Fig 2.2. Distribution of organisations' median base salary pay gaps

Source: 2020-21 workplace gender audit data (aggregated workforce data) Notes: 243 organisations included

Pay gaps by occupation

In the Commission’s dataset, all occupations had gender pay gaps in favour of men.

As shown in Figures 2.3 and 2.4, below, men were paid more than women within every occupation group, including Professionals and Managers, with median base salary gaps ranging from $5,100 to $16,700. This was the case even in those traditionally majority-women occupations such as Community and Personal Service Workers. The median base salary for women working in the latter occupation was 13.3% lower than for men – a difference of $10,200.

Fig 2.3. Median annualised base salary, by occupation group and gender

Source: 2020-21 workplace gender audit data (unit level workforce data) Notes: 169 organisations included

  • Download' Fig 2.3. Median annualised base salary, by occupation group and gender'

Fig. 2.4. Median base salary pay gap by occupation group

Occupation group*

Median base salary pay gap

Labourers

17.7%

$11,200

Community and Personal Service Workers

13.3%

$10,200

Managers

11.6%

$16,900

Clerical and Administrative Workers

10.0%

$8,500

Professionals

6.9%

$7,100

Technicians and Trades Workers

6.4%

$5,100

Notes: 1. Bolded figures represent the highest figures. 2. Occupation groups with small headcounts were not reported here (i.e., ‘Sales Workers’ and ‘Machine Operators and Drivers’) nor were individuals who were not assigned an occupation code by their employer.


As can be seen in Figure 2.4 above, the largest percentage pay gap was observed within the Labourers occupation. The median base salary for women working as labourers was 17.7% lower than for men – a difference of $11,200.

The largest pay gap in dollars was observed within the Managers occupation. The median base salary for women working as managers was 11.6% lower than for men – a difference of $16,900.

Supplied data:
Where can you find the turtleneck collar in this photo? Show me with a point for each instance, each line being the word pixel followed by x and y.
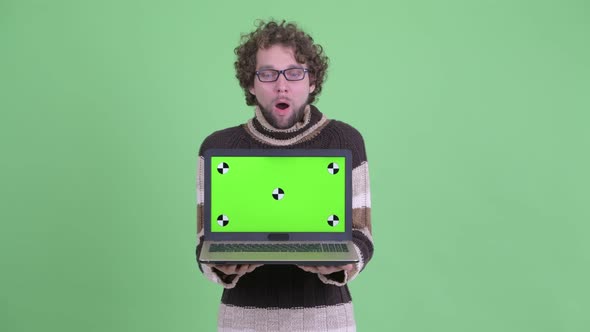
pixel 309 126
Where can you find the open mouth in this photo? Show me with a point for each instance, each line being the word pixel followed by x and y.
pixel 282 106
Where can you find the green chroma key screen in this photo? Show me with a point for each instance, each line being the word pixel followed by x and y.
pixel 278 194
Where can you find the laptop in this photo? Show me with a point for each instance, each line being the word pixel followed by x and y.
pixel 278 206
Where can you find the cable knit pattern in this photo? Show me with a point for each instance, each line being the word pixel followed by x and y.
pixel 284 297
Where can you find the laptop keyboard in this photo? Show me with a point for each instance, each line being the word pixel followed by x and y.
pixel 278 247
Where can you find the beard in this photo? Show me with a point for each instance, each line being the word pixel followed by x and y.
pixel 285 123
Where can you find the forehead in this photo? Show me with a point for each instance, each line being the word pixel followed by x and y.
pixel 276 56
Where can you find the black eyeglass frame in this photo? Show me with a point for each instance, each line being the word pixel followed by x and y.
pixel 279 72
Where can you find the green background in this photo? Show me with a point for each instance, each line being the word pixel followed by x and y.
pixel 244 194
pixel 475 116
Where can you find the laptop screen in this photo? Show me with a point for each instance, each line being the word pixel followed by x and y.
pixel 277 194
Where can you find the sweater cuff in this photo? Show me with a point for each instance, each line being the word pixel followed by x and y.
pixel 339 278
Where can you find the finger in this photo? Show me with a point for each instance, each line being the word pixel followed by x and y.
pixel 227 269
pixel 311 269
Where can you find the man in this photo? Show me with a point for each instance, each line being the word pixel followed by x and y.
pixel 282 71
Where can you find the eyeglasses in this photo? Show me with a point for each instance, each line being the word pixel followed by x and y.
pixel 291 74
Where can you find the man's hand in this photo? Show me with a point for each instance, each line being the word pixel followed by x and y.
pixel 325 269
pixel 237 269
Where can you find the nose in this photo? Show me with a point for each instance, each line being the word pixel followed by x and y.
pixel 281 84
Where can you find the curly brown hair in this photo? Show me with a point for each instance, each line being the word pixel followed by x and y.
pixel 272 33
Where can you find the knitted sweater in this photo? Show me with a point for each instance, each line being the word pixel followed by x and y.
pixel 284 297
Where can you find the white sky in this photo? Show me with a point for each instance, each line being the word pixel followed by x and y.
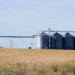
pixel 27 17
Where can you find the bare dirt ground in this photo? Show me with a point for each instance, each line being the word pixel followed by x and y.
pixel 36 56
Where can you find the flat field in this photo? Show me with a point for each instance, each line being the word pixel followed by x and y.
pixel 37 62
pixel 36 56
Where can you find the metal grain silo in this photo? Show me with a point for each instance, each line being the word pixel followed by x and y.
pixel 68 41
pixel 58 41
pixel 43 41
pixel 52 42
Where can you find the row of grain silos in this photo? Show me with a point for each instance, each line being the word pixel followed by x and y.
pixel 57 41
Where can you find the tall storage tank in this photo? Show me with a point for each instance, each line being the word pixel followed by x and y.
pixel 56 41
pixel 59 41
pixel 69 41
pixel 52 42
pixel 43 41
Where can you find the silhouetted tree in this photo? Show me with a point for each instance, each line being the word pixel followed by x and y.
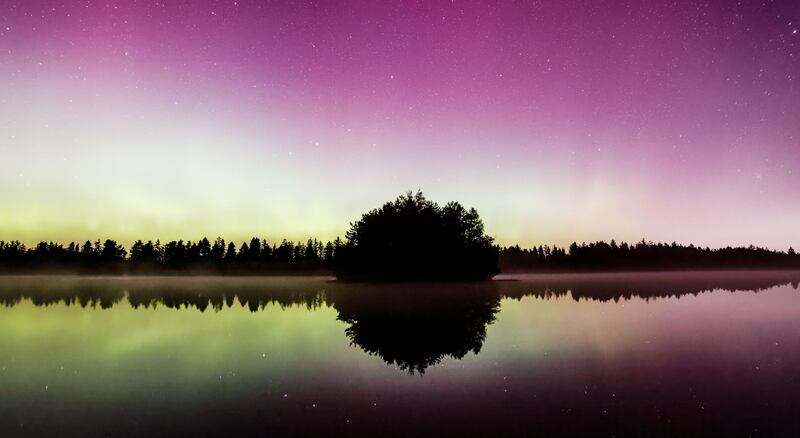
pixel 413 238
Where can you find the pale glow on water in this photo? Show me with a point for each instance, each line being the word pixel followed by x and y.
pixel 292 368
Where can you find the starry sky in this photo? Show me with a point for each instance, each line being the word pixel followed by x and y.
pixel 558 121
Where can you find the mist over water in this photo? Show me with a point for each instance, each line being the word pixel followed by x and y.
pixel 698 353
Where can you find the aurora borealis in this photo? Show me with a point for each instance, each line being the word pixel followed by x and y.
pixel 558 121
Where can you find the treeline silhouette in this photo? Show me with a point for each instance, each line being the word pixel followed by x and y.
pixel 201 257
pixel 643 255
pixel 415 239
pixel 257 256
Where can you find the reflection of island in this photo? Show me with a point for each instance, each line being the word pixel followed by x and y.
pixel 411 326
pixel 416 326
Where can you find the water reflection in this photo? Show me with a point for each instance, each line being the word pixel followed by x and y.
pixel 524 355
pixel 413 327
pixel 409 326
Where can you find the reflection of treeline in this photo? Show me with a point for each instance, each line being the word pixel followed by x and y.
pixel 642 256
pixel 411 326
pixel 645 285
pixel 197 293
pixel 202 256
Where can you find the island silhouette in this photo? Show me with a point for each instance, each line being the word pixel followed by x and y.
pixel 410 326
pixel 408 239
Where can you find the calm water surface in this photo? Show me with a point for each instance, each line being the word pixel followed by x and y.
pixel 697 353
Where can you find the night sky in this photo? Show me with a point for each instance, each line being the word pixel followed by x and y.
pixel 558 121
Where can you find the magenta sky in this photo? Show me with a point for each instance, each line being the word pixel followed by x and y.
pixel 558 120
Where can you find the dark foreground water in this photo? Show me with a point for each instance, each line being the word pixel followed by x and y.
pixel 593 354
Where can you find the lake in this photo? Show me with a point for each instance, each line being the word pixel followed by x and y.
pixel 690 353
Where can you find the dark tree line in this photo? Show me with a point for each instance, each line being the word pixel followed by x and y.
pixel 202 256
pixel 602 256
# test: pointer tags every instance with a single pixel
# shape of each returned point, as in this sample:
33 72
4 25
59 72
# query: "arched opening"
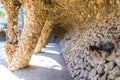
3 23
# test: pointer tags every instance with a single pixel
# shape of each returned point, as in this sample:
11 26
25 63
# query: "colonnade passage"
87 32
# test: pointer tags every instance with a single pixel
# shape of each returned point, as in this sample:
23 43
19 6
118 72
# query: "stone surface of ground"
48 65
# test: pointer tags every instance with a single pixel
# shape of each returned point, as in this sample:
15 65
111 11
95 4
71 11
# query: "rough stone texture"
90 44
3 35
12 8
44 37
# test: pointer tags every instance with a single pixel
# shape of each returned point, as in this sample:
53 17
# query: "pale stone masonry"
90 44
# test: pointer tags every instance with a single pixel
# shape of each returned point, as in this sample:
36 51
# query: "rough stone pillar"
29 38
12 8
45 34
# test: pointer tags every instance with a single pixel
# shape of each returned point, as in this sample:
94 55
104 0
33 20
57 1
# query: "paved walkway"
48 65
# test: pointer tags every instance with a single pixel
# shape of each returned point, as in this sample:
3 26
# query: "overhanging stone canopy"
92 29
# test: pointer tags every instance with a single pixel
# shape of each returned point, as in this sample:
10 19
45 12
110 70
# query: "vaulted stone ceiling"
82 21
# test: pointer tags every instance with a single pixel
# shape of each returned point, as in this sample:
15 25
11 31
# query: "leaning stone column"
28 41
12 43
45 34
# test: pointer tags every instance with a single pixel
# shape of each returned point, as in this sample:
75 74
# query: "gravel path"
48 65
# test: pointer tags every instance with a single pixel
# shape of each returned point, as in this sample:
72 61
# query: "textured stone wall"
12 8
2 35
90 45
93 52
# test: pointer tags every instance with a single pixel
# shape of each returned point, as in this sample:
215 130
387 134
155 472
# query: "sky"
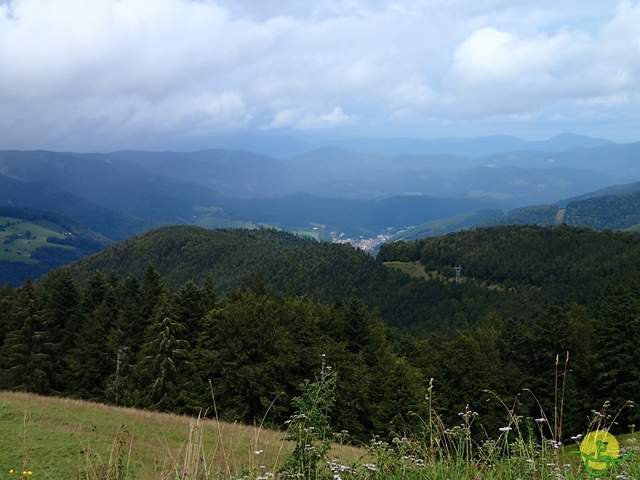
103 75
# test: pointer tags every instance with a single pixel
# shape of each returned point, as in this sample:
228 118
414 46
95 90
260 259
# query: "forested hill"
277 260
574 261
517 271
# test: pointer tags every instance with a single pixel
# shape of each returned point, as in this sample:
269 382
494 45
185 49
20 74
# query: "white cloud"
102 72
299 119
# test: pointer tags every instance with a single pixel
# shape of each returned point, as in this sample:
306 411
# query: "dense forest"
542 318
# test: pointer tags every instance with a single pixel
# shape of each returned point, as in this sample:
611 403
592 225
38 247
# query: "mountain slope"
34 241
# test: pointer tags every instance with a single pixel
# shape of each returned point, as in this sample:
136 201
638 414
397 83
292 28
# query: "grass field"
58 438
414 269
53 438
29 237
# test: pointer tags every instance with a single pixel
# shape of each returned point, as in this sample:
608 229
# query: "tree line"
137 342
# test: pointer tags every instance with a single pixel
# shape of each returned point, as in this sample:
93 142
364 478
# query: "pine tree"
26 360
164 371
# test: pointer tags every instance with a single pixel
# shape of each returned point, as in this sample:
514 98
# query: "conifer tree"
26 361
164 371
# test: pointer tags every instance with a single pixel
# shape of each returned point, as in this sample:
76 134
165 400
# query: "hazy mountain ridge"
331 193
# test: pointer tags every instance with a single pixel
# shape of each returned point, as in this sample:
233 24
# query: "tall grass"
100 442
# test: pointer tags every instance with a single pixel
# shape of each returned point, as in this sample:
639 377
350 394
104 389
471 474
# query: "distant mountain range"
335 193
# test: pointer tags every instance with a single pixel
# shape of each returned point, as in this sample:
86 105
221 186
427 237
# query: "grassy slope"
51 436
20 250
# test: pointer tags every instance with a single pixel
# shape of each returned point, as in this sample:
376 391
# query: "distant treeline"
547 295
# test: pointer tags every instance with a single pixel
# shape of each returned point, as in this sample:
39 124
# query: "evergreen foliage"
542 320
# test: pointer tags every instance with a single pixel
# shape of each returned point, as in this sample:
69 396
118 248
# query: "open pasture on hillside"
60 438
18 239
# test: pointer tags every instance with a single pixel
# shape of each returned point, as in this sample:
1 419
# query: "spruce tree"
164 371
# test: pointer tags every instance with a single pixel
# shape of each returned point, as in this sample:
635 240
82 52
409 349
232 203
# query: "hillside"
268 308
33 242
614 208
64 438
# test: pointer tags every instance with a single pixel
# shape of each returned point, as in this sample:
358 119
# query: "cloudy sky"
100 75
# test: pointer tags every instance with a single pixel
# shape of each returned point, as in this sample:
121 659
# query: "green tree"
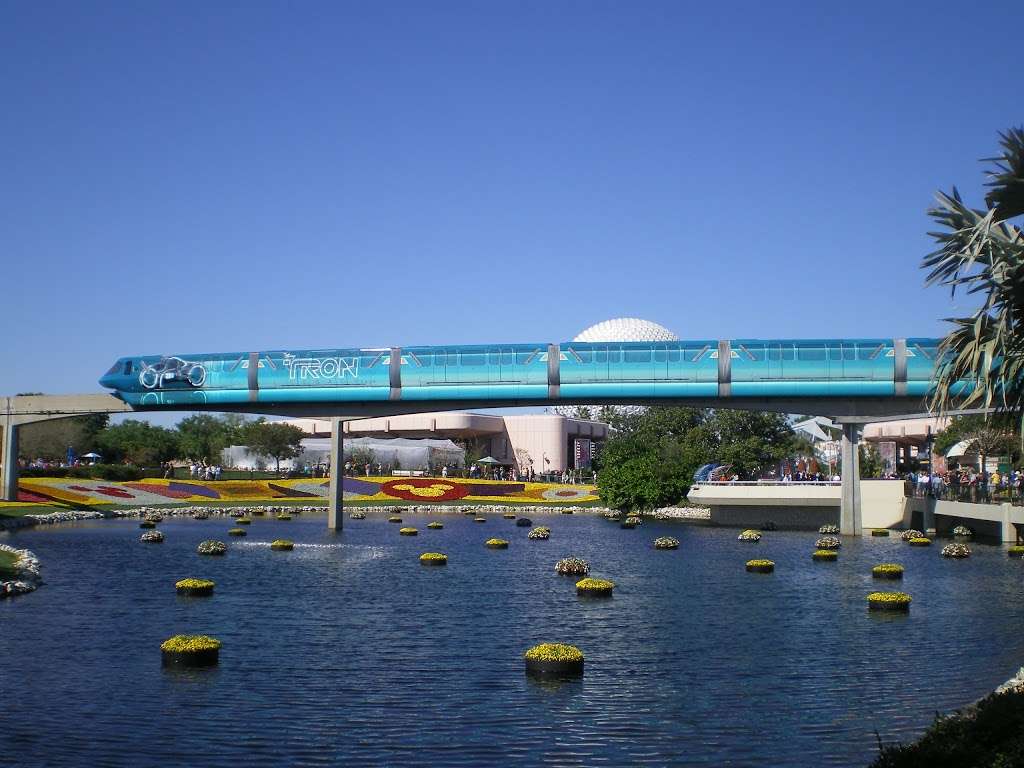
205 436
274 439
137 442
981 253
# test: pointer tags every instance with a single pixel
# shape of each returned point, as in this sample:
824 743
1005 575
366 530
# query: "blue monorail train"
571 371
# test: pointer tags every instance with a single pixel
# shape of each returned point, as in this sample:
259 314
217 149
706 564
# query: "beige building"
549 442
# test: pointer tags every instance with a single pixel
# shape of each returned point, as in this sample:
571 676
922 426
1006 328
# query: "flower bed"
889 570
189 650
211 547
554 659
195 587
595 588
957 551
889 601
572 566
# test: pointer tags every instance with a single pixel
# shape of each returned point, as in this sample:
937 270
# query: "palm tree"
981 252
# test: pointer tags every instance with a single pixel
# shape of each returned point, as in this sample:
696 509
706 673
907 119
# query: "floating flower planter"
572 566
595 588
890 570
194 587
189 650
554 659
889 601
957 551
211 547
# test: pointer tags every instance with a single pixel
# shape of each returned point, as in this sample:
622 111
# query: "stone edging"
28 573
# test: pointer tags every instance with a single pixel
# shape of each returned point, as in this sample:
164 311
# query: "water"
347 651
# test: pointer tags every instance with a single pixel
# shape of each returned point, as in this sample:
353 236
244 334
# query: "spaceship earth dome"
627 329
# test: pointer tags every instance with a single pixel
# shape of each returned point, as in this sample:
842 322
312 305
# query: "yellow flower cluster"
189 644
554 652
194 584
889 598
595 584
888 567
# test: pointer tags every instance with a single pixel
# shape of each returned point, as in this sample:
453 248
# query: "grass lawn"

Task instructions:
A: Answer these from the gender pay gap text, one line each, marked to match:
(i) How many organisations were included in the data for Fig 2.3?
(ii) Which two occupation groups were left out of Fig. 2.4 because of small headcounts?
(iii) By what percentage was the median base salary for women working as labourers lower than for men?
B: Transcribe the part of the gender pay gap text that opens with the words "Fig 2.2. Distribution" and closes with "favour of men.", leaving every word and mark unchanged.

Responses per task:
A:
(i) 169 organisations.
(ii) Sales Workers, and Machine Operators and Drivers.
(iii) 17.7%.

B:
Fig 2.2. Distribution of organisations' median base salary pay gaps

Source: 2020-21 workplace gender audit data (aggregated workforce data) Notes: 243 organisations included

Pay gaps by occupation

In the Commission’s dataset, all occupations had gender pay gaps in favour of men.